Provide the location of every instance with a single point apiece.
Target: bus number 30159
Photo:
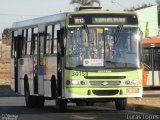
(79, 73)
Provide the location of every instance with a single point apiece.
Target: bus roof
(46, 19)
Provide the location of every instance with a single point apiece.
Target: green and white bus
(82, 57)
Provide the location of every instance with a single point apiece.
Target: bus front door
(41, 63)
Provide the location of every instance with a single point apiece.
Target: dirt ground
(152, 100)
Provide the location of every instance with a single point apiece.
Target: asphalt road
(12, 107)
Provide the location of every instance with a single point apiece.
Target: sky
(19, 10)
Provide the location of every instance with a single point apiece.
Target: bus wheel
(81, 103)
(39, 101)
(121, 104)
(61, 105)
(28, 98)
(32, 101)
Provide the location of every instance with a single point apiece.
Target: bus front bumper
(124, 92)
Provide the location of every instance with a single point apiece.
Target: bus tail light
(133, 90)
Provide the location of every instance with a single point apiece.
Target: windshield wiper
(117, 34)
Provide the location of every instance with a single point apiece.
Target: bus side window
(28, 51)
(49, 37)
(54, 47)
(25, 41)
(13, 44)
(34, 41)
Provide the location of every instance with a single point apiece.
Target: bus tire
(39, 101)
(32, 101)
(121, 103)
(61, 105)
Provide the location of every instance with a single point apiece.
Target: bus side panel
(157, 78)
(20, 77)
(12, 74)
(149, 79)
(26, 69)
(51, 69)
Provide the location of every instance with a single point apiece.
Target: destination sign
(109, 20)
(103, 19)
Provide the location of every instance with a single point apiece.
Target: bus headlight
(76, 82)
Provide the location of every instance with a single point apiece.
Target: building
(148, 19)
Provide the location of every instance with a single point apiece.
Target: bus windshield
(109, 47)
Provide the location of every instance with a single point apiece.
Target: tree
(85, 2)
(7, 34)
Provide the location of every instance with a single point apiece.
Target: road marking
(83, 117)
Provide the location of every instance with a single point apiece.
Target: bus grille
(104, 83)
(105, 92)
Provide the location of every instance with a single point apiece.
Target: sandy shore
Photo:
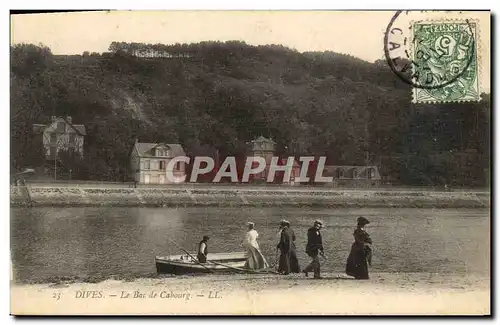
(336, 294)
(34, 196)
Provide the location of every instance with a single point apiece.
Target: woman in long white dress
(255, 259)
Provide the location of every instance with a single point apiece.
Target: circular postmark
(437, 56)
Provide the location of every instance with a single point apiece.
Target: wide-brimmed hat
(363, 221)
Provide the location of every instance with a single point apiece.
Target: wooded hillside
(221, 95)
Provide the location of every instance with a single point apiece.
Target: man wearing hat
(255, 259)
(288, 262)
(360, 256)
(203, 250)
(314, 248)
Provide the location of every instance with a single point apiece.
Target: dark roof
(143, 147)
(79, 128)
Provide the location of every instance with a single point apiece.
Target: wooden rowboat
(216, 262)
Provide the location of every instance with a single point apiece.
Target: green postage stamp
(445, 62)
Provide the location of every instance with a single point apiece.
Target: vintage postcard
(250, 163)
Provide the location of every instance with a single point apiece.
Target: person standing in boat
(255, 259)
(203, 250)
(314, 248)
(288, 262)
(360, 256)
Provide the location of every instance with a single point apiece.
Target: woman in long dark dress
(288, 262)
(360, 256)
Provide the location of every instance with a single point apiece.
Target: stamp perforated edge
(478, 49)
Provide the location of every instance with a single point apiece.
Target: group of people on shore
(357, 264)
(358, 261)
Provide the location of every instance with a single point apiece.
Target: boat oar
(230, 267)
(195, 259)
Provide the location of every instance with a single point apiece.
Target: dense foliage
(214, 95)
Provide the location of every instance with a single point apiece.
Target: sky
(358, 33)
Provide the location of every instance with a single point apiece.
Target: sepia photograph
(250, 162)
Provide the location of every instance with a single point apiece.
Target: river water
(93, 244)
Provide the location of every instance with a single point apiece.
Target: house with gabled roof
(61, 135)
(149, 163)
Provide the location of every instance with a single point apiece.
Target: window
(53, 152)
(61, 127)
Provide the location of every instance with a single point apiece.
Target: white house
(149, 163)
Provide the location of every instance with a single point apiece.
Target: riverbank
(336, 294)
(182, 196)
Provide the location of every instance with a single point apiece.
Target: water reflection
(103, 242)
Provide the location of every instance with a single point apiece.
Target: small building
(294, 173)
(353, 176)
(149, 163)
(61, 135)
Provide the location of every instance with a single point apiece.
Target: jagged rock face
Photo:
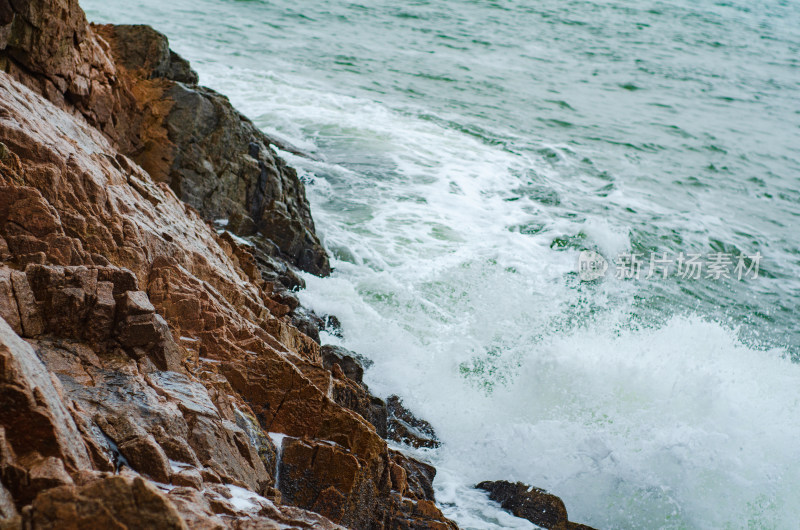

= Exercise =
Set down all of the material word for word, minus its pictures.

= Worked solution =
Provide the location of every instance with a single point apiece.
Target: bus number 30159
Photo:
(79, 73)
Provide the location of every instance with a single point apiece.
Target: bus roof
(46, 19)
Provide the location of every instance with a single point apiece.
Target: green and white bus
(82, 57)
Provide the location of every instance with a single point apiece.
Target: bus front door
(41, 63)
Provide the location of every instance with a single point apiece.
Target: dirt ground
(152, 100)
Provide the location of every instance with a single point apiece.
Target: asphalt road
(12, 107)
Provide the location of every instance with a single point apiece.
Target: sky
(19, 10)
Provide the location of every instance with a single point apiece.
Target: bus wheel
(81, 103)
(39, 101)
(121, 104)
(61, 105)
(28, 98)
(32, 101)
Provide the location of every instance with a single point apiece.
Target: bus front bumper
(124, 92)
Provide the location of every instance with a single point apiece.
Target: bus tail light
(133, 90)
Provide the location of every instance with a single point apiece.
Target: windshield wiper
(117, 34)
Provide the location of every instance with a single point apiece.
Target: bus side window
(28, 51)
(49, 37)
(54, 47)
(25, 41)
(13, 44)
(34, 41)
Provide the location of every instance with a single point apiece.
Target: bus tire
(39, 101)
(32, 101)
(121, 103)
(61, 105)
Provide the location of every instance with a single point apiece.
Target: bus side panel
(157, 78)
(20, 77)
(12, 74)
(149, 79)
(26, 69)
(51, 69)
Provide the location of every instance with a single point apiece.
Target: destination sign
(109, 20)
(103, 19)
Provide the location of every instance with a single point apiece.
Target: bus headlight
(76, 82)
Provide the location of every instance with a single point apiece.
Target: building
(148, 19)
Provide the location of every instance with a single point apiece.
Target: bus windshield
(109, 47)
Provide the location of every instance with a single point apiece.
Target: tree
(85, 2)
(7, 34)
Provide the location of every instance with a single point apiece.
Target: road marking
(83, 117)
Provide the location of every instance with a single point apiece.
Target: bus grille
(104, 83)
(105, 92)
Provide the location of every instance with a single point apiece.
Target: sandy shore
Photo:
(336, 294)
(34, 196)
Provide the location of every instance with a single point apiece.
Target: woman in long white dress
(255, 259)
Provide the location of every instance with a single point apiece.
Target: circular postmark
(437, 56)
Provide the location of every instance with a single point apiece.
Target: wide-brimmed hat
(363, 221)
Provide the location of every instance with a single point apiece.
Target: wooded hillside
(221, 95)
Provide the location of every instance with a single point apiece.
Target: man wearing hat
(255, 259)
(288, 262)
(360, 256)
(203, 250)
(314, 248)
Provide the location of every instance with a single point apiece.
Target: dark roof
(143, 147)
(79, 128)
Provide the location of every instance with a single point apiece.
Target: wooden rowboat
(216, 262)
Provide the location of every instance with a single point apiece.
Target: green postage stamp
(445, 62)
Provide the location of every instance with a single point apiece.
Target: vintage postcard
(250, 163)
Provide the location of every instance with a single point apiece.
Target: person standing in boat
(255, 259)
(203, 250)
(314, 248)
(288, 262)
(360, 256)
Provide the location of every instance with a single point apiece.
Target: woman in long dark dress
(288, 262)
(360, 256)
Provide the location of every instance with a single point apiece.
Target: stamp perforated edge
(478, 49)
Provide the location of every instance with a single point apiece.
Target: group of people on shore
(357, 264)
(358, 261)
Provide the location of every instance with a single point apiece.
Target: boat oar
(230, 267)
(195, 259)
Provide the location of every instance with a single point apiece.
Target: dense foliage
(214, 95)
Provide the location of every instance with a single point apiece.
Target: sky
(358, 33)
Provide the location of every instance with a single point apiece.
Target: sepia photograph
(250, 162)
Provide the location of every instance with a single point apiece.
Target: river water
(93, 244)
Provide the location of every instance with a single point apiece.
Target: house with gabled roof
(61, 135)
(149, 163)
Provide the location of every instance with a single point apiece.
Target: window
(53, 152)
(61, 127)
Provide the location of every instance with a single point apiece.
Target: white house
(149, 163)
Provide the location of every instance with a single point apiece.
Target: riverbank
(336, 294)
(182, 196)
Provide the location of every instance with a single point apiece.
Target: water reflection
(103, 242)
Provide the location of every instance with a single point apiece.
Target: small building
(294, 173)
(353, 176)
(149, 163)
(61, 135)
Provide the location of every instance with a single point apiece.
Target: jagged rock face
Photo:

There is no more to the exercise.